**Task instructions**.
1) In the article about the dangerous dog hearing, where can Bexley appeal the dangerous dog designations?
2) Copy the passage from the article about the dangerous dog hearing word for word, starting at "Newton County’s dangerous" and ending at "not been neutered.".

**Reading text**.
———

COVINGTON — Newton County’s Animal Control Board upheld dangerous dog designations for two pitbulls that have attacked and killed dozens of animals in the area of McGiboney and Salem roads.

Cheyenne Bexley, owner of the dogs, came before the board to appeal the dangerous dog designations that had been ordered by Newton County Animal Services for her dogs. Based on incident reports from Animal Services and testimony at the Monday hearing, the two male dogs killed at least one pet cat and a wild raccoon at a home on Russell Braden Road and a total of nine goats and 40 chickens at a home on Salem Road. The goats and chickens, which were in a fenced enclosure, were killed on two separate occasions. Three goats were killed in December 2020, and six goats and the chickens were killed on Oct. 7. A resident at the Russell Braden home said that the dogs came over a 4-foot tall fence to get access to his cat, and he chased them away with a pipe.

Newton County’s dangerous dog ordinance stipulates that a dangerous dog is one that inflicts a severe injury on a person without provocation; has chased a person or, without provocation, behaved in a manner that caused a person to reasonably believe that the dog posed an imminent threat of serious injury or death; or, while off the owner’s property, has seriously injured, killed, or more than once endangered the safety of a domestic animal.

The owner of a dangerous dog cannot keep the dog within 200 yards of certain public gathering places, must provide a secure enclosure for the dog that is approved by Animal Control, must post warning signs on the property, and must have the dog sterilized and microchipped. Bexley’s two dogs have not been neutered.

The law also states that more than one dangerous dog cannot be kept at the same residence. Bexley asked that, if the dangerous dog designation was not repealed, that she be allowed time to find a new home for one of the dogs. The dogs are currently being held by Newton County Animal Services.

Bexley said she had already been researching more secure enclosures for the dogs, including military grade crates, for her home on McGiboney Road. She said the dogs are able escape from the types of crates commonly available at stores. Bexley also said she had explored electric fencing and other options to keep the dogs from roaming but had not found a solution that she felt would be sufficient. She said she suspects someone in her home has intentionally let the dogs out of the house.

“I don’t want to put the blame on anyone else; I’m completely responsible,” she said.

The owner of the goats that were killed said Bexley’s lack of responsiblity is putting everyone else in the neighborhood at risk and that the dogs should be put down.

Bexley has received six citations for allowing the dogs to run at large since December 2020 and four for not having the dogs vaccinated against rabies. The running at large citations were expected to be heard in Newton Magistrate Court this week. Bexley told the hearing board that she mistakenly thought the dogs had been vaccinated for rabies in 2020 when they were picked up by Rockdale County Animal Care and Control.

Bexley can appeal the dangerous dog designations in Probate Court.

———

**Data listing**.
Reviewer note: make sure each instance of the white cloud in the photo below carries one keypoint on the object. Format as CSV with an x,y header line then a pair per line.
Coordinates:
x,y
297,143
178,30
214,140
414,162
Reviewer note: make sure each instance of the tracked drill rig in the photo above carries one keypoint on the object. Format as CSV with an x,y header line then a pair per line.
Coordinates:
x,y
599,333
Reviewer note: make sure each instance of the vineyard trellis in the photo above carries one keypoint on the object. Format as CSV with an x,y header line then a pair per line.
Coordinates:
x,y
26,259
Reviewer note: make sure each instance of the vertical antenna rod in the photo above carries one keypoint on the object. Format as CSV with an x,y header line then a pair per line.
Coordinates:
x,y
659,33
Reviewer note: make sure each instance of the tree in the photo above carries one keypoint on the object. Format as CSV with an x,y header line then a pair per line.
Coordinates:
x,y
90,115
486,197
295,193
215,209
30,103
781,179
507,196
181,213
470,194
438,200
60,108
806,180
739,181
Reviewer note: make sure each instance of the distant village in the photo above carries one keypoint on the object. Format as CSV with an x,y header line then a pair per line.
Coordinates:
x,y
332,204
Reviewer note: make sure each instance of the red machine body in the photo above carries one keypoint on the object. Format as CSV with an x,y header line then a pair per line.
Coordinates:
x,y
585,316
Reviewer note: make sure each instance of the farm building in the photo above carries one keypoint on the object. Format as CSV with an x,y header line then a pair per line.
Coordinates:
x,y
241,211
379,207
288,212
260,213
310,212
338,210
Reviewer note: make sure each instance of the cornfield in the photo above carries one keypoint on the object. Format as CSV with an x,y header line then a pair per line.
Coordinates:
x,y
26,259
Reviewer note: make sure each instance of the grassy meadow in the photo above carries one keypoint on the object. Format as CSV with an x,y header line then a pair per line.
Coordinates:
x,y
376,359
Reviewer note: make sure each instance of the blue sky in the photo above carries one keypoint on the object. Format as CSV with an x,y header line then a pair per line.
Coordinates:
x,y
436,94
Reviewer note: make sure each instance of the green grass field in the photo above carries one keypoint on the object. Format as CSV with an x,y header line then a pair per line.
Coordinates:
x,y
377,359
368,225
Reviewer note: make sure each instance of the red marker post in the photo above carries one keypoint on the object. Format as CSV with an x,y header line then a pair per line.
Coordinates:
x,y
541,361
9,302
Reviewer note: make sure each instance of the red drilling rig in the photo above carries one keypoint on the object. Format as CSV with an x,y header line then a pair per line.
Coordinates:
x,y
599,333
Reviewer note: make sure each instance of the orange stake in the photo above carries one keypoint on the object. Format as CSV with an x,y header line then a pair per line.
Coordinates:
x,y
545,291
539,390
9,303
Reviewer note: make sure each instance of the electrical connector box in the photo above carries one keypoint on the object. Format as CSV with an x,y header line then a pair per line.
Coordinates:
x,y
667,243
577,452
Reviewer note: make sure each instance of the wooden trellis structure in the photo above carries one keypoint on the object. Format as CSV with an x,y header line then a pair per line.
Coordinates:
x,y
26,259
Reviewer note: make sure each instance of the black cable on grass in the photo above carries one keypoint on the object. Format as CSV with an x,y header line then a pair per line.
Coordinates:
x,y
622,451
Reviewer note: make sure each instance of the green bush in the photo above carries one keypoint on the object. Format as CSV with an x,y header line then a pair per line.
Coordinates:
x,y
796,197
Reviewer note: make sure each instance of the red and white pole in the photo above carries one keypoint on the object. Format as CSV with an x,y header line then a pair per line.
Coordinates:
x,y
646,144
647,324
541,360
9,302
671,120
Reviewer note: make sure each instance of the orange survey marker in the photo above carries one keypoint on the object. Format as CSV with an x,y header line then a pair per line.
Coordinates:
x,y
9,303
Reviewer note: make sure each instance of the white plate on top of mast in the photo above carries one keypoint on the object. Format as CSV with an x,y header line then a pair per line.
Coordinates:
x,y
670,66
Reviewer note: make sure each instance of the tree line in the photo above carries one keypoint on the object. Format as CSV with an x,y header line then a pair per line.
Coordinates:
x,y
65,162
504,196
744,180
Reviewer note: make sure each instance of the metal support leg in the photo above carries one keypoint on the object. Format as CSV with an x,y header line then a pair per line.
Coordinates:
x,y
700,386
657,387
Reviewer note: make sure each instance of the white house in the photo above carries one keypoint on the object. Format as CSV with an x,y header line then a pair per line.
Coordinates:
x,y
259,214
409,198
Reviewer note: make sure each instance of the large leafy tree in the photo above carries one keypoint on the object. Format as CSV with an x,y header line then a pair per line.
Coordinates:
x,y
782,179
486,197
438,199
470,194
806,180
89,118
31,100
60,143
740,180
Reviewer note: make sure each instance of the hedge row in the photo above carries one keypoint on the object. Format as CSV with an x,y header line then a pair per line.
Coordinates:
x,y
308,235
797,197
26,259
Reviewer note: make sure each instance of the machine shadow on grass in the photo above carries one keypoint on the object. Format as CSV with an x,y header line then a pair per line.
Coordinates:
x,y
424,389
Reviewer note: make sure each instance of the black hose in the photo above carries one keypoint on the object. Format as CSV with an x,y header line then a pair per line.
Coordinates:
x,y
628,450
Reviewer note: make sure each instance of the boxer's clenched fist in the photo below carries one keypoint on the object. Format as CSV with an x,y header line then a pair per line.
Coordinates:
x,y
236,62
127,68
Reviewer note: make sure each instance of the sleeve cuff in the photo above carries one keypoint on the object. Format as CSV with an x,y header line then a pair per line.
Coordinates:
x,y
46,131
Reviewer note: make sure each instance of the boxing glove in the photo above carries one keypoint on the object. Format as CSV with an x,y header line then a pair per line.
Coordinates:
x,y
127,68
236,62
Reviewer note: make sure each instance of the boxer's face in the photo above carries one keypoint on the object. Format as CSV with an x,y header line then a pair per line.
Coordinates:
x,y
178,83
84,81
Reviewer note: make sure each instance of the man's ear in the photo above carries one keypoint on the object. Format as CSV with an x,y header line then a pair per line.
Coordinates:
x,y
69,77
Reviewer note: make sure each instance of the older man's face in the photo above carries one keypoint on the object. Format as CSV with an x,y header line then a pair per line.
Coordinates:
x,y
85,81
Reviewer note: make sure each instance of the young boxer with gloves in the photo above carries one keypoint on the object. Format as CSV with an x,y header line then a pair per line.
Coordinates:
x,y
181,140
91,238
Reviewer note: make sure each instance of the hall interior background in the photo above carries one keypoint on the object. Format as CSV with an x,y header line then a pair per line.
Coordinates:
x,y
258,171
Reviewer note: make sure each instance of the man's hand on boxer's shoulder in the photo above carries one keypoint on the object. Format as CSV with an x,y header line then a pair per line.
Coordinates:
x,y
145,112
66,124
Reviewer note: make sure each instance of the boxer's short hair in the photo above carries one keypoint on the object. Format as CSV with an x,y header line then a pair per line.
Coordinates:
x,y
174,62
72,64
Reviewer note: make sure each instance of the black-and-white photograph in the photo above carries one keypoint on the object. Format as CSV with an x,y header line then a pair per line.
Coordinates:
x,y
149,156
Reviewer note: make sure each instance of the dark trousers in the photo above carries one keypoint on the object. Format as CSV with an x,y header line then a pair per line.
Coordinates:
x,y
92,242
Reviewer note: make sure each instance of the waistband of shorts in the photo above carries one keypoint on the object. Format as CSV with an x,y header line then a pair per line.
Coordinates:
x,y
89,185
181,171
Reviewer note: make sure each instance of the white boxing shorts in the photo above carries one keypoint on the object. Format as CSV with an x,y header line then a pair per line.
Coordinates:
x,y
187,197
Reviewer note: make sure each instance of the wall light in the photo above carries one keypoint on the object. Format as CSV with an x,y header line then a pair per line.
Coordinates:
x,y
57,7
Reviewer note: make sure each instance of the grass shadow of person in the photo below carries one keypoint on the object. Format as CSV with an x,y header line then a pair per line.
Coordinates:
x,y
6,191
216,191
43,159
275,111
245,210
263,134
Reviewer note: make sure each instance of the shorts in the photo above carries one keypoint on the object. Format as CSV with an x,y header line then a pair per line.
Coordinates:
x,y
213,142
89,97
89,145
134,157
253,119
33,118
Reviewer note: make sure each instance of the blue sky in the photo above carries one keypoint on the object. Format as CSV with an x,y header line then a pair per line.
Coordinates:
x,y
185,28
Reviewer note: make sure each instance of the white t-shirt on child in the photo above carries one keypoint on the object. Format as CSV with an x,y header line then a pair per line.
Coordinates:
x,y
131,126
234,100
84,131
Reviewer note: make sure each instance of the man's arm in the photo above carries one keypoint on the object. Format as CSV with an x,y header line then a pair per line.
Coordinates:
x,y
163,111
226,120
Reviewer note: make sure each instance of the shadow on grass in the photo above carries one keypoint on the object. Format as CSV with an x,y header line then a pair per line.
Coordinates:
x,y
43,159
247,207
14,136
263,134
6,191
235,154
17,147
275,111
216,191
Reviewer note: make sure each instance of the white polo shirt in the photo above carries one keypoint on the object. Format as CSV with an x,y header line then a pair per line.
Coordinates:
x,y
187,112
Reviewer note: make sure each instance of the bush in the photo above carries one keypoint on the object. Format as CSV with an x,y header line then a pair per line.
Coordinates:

———

**Responses**.
1) In Probate Court.

2)
Newton County’s dangerous dog ordinance stipulates that a dangerous dog is one that inflicts a severe injury on a person without provocation; has chased a person or, without provocation, behaved in a manner that caused a person to reasonably believe that the dog posed an imminent threat of serious injury or death; or, while off the owner’s property, has seriously injured, killed, or more than once endangered the safety of a domestic animal.

The owner of a dangerous dog cannot keep the dog within 200 yards of certain public gathering places, must provide a secure enclosure for the dog that is approved by Animal Control, must post warning signs on the property, and must have the dog sterilized and microchipped. Bexley’s two dogs have not been neutered.